Setelah itu baru proses pengerjaan. Dalam proses ini hari atau waktu pengerjaan memerankan waktu yang juga krusial. Biasanya, pengerjaan akan menyesuaikan dengan hari-hari yang dianggap baik menurut perhitungan primbon--untuk kasus keris Jawa.
Proses awal pembuatan keris adalah dengan mbesut (membakar) dan menempa besi bahan keris. Tujuan pekerjaan ini adalah menghasilkan besi bahan murni yang disebut wesi wasuhan. Wesi wasuhan adalah besi yang sudah dimurnikan dari unsur karat, kotoran, ataupun mineral lainnya dengan proses bakar, tempa, ulur, lipat, rekat, bakar dan seterusnya berulang kali.
Setelah itu, besi akan disatukan dengan bahan pamor yang berasal dari bahan meteorit dengan cara menjepit kepingan pamor di antara besi. Kemudian, besi dan pamor dibakar dan ditempa berulang kali. Keris berkualitas sederhana, setidaknya membutuhkan sebanyak 128 lapisan. Sedangkan untuk menciptakan keris berkualitas baik dibutuhkan hingga ribuan lapisan. Baru setelah itu, untuk mendapat ketajamanan yang baik, disisipkan lapisan baja di tengahnya.
Baca Juga: Sebilah Keris yang Meruntuhkan Kerajaan Singasari
Selama tahap penempaan ini, seorang empu umumnya dibantu oleh dua atau tiga orang pembantunya, yang disebut sebagai panjak. Sang panjak inilah yang bertugas memanaskan dan membantu menempa keris dibawah arahan sang empu.
Setelah penempaan, tahap berikutnya adalah membentuk bilah apakah berlekuk atau lurus. Apabila menghendaki bilah keris yang memakai luk, maka proses pembuatan luk dilakukan dengan proses pemijaran dan ditempa memakai palu panimbal.
Proses terakhir dari pembuatan keris adalah penyepuhan atau pendinginan. Penyepuhan dilakukan dengan memasukkan bilah ke dalam campuran belerang, garam dan perasan jeruk nipis (disebut kamalan) atau bisa juga dicelupkan ke dalam cairan air, air garam, atau minyak kelapa. Tujuannya untuk mendapatkan besi yang kuat dan keras.
⁂
## Tugas Tertulis:
1 - Tuliskan kembali bagian teks tentang pembuatan keris dari "Proses awal pembuatan" sampai "baja di tengahnya." tanpa mengubah satu kata pun.
2 - Tolong lanjutkan teks tentang pembuatan keris, dimulai tepat setelah kalimat terakhirnya.
⁂
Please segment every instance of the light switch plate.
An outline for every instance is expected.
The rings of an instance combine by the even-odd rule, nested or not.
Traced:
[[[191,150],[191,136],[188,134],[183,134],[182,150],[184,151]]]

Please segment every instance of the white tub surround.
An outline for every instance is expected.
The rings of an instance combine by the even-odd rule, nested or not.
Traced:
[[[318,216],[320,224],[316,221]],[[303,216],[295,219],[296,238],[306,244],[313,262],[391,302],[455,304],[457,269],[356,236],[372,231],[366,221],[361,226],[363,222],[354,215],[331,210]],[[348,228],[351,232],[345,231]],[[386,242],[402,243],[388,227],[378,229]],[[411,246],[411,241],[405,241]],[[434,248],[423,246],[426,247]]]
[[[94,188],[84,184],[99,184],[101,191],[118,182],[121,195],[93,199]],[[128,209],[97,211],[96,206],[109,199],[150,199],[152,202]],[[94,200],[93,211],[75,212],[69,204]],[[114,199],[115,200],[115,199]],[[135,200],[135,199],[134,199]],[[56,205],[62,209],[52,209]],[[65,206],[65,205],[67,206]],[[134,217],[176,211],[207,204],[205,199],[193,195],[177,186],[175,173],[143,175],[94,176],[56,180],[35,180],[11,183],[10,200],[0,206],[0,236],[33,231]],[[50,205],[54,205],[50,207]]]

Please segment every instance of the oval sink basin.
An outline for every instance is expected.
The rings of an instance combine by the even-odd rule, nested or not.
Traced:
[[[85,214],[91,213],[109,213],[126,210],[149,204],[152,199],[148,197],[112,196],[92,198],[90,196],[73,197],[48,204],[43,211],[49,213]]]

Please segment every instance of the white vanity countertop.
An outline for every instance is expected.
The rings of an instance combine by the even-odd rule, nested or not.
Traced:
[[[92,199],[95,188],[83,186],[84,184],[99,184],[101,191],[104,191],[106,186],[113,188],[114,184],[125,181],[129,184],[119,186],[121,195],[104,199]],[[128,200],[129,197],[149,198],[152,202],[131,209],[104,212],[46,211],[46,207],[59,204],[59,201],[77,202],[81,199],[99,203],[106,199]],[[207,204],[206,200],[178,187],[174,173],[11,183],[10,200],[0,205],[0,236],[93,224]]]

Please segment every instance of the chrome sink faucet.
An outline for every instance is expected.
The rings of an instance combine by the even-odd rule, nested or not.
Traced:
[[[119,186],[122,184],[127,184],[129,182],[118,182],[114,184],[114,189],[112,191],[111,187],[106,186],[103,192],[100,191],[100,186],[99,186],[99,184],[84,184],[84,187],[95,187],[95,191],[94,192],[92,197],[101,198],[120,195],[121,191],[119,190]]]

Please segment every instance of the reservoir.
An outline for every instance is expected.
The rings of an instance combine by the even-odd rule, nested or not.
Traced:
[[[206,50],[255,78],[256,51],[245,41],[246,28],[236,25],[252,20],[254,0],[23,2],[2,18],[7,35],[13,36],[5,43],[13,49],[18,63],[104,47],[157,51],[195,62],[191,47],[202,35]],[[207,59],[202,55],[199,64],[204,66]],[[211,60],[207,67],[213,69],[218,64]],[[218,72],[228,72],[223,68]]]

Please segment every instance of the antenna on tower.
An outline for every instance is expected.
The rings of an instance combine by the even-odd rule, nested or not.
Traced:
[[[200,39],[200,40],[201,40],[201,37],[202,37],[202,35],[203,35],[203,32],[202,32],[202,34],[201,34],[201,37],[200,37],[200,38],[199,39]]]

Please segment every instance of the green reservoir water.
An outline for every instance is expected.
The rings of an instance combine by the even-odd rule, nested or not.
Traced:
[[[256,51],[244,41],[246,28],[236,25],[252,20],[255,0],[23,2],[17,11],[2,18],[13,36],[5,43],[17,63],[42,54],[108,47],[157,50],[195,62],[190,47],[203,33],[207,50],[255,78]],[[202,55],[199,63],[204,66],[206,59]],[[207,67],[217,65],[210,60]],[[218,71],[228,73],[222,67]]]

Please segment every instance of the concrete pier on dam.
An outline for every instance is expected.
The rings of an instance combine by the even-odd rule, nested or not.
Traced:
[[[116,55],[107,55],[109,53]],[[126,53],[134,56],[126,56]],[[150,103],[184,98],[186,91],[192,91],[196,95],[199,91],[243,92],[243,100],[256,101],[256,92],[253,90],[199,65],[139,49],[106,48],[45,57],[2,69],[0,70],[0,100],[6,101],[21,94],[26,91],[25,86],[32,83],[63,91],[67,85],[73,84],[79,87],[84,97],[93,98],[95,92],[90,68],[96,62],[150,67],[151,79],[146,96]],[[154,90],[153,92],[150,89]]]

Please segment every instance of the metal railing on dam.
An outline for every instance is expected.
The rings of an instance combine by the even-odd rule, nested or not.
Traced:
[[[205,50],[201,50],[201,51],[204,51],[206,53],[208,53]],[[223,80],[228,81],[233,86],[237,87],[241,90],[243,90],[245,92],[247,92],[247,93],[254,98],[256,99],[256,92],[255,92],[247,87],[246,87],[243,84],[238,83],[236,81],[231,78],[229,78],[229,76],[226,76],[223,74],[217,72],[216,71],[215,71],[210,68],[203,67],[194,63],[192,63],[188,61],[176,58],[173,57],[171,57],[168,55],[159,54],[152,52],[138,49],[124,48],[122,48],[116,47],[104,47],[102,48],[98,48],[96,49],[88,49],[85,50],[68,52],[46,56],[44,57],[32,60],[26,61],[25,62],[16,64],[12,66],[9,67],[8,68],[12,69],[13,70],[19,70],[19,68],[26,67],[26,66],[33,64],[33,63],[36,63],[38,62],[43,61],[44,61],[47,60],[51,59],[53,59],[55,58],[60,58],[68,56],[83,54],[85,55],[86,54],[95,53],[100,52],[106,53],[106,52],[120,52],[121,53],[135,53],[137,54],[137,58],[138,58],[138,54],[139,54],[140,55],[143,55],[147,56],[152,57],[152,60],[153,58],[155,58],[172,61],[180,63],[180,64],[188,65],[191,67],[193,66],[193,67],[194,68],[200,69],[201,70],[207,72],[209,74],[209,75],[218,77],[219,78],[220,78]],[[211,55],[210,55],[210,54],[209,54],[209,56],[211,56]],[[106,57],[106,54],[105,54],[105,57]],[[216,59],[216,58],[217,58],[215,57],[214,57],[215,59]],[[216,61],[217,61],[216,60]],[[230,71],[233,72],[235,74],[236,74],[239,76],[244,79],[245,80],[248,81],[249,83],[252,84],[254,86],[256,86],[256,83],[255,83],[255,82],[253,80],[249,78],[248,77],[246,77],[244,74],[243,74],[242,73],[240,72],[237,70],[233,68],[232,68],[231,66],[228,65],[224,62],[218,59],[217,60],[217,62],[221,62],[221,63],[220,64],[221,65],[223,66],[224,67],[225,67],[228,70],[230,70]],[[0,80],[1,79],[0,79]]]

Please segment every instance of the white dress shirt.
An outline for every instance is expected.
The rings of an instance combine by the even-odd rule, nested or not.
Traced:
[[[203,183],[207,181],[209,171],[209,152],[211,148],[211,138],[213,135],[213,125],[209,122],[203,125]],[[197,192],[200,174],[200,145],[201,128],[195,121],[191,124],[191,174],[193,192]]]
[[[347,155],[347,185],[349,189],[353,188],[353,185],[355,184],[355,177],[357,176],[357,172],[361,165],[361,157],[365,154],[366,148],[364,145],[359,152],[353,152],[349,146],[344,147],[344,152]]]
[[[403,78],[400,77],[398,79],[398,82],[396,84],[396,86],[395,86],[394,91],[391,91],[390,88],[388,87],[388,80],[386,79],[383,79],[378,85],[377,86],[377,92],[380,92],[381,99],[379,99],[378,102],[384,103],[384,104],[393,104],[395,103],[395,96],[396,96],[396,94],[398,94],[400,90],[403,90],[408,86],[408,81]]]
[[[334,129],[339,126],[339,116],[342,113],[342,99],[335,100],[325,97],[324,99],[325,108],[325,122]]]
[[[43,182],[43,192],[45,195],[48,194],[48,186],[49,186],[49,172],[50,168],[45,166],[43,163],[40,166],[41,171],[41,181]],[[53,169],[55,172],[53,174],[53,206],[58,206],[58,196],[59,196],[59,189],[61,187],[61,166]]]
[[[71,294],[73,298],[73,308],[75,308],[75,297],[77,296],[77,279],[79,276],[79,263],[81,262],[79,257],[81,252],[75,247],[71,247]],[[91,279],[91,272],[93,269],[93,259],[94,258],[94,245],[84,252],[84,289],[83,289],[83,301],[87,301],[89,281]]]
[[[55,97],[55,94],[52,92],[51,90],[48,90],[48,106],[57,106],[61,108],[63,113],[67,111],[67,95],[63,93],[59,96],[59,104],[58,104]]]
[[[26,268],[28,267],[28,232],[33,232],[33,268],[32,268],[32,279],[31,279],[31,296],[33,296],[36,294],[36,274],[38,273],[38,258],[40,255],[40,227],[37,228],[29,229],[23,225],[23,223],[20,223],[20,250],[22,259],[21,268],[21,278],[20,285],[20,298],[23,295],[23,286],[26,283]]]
⁂
## Jawaban Latihan:
1 -
Proses awal pembuatan keris adalah dengan mbesut (membakar) dan menempa besi bahan keris. Tujuan pekerjaan ini adalah menghasilkan besi bahan murni yang disebut wesi wasuhan. Wesi wasuhan adalah besi yang sudah dimurnikan dari unsur karat, kotoran, ataupun mineral lainnya dengan proses bakar, tempa, ulur, lipat, rekat, bakar dan seterusnya berulang kali.
Setelah itu, besi akan disatukan dengan bahan pamor yang berasal dari bahan meteorit dengan cara menjepit kepingan pamor di antara besi. Kemudian, besi dan pamor dibakar dan ditempa berulang kali. Keris berkualitas sederhana, setidaknya membutuhkan sebanyak 128 lapisan. Sedangkan untuk menciptakan keris berkualitas baik dibutuhkan hingga ribuan lapisan. Baru setelah itu, untuk mendapat ketajamanan yang baik, disisipkan lapisan baja di tengahnya.

2 -
Tindakan penyepuhan harus dilakukan dengan hati-hati karena bila salah dapat membuat bilah keris retak. Ini salah satu proses yang dikerjakan sendiri oleh sang empu. Kegagalan dalam proses penyempuhan berarti harus mengulang dari awal lagi.
Setelah itu, untuk mempercantik dilakukan proses marangi atau memunculkan pola pamor. Caranya adalah dengan memoleskan warangan, cairan arsenikum yang sudah dicampur dengan air jeruk nipis. Hal ini membuat keris menjadi nampak estetis, lebih menarik dan bernilai.
Falsafah tingkat tinggi
Seperti disebut di awal, diakuinya keris oleh UNESCO bukan semata-mata karena wujud fisiknya, tapi juga nilai, falsafah, juga ajaran-ajaran luhur yang terkandung di dalamnya. Keris biasanya dibuat dengankedalaman religius, magis, dan mistis. Dalam sebilah keris terdapat ajaran moral dan nilai-nilai falsafah tingkat tinggi.
Menurut Nurhadi Siswanto dalam artikel "Ajaran Moral Keris Jawa", kuatnya nuansa religius keris telah tercermin dalam awal pembuatannya. Proses pembuatan keris diawali dengan sikap dan pemahaman dari sang empu maupun sang pemesan keris bahwa kekuatan yang dimiliki manusia sangatlah terbatas, sehingga dalam upaya mewujudkan keinginan dan harapannya manusia harusnya memohon petunjuk dan keberkahan dari yang maha kuasa.
Hal ini juga menunjukan bahwa manusia dalam kehidupannya tidaklah akan mampu mengatasi persoalannya yang dihadapinya tanpa kemurahan dari Tuhannya
Keris dipercaya merupakan pengejawantahanan dari filosofi Ke-Tuhan-an orang Jawa dengan adanya istilah "curigo manjing warangka" (bilah bersatu dengan sarung keris) dan "warangka manjing curiga"(sarung keris menyatu dengan bilahnya), sebuah seni bangun yang indah dan mengandung makna “kemanungnggalan Kawulo-Gusti” (bersatunya hamba dengan Tuhannya).
Dalam nama keris sendiri juga sudah terkandung ajaran moral. Keris dalam bahasa Jawa kuno adalah "kekeran aris". Kekeran berarti pagar, penghalang, peringatan dan pengendalian. Aris berarti tenang, hati-hati, dan halus. Keris dalam artian ini bisa dimaknai seseorang dalam berhubungan dengan sesama manusia dapat saling ngeker atau memagari, memperingatkan dan mengendalikan diri secara aris, jangan sampai memamerkan dirinya.
Pada aspek bentuk, keris yang lurus atau berliku bukan semata untuk keindahan saja, namun ada arti di dalamnya. Wujud keris yang berluk (berlekuk) adalah simbol kebijaksanaan, sedangkan keris lurus adalah simbol keteguhan prinsip. Kebijaksanaan dan tekad itu harus seimbang dan akhirnya bermuara ke atas, yakni Tuhan, tergambar dari ujung keris selaju lancip.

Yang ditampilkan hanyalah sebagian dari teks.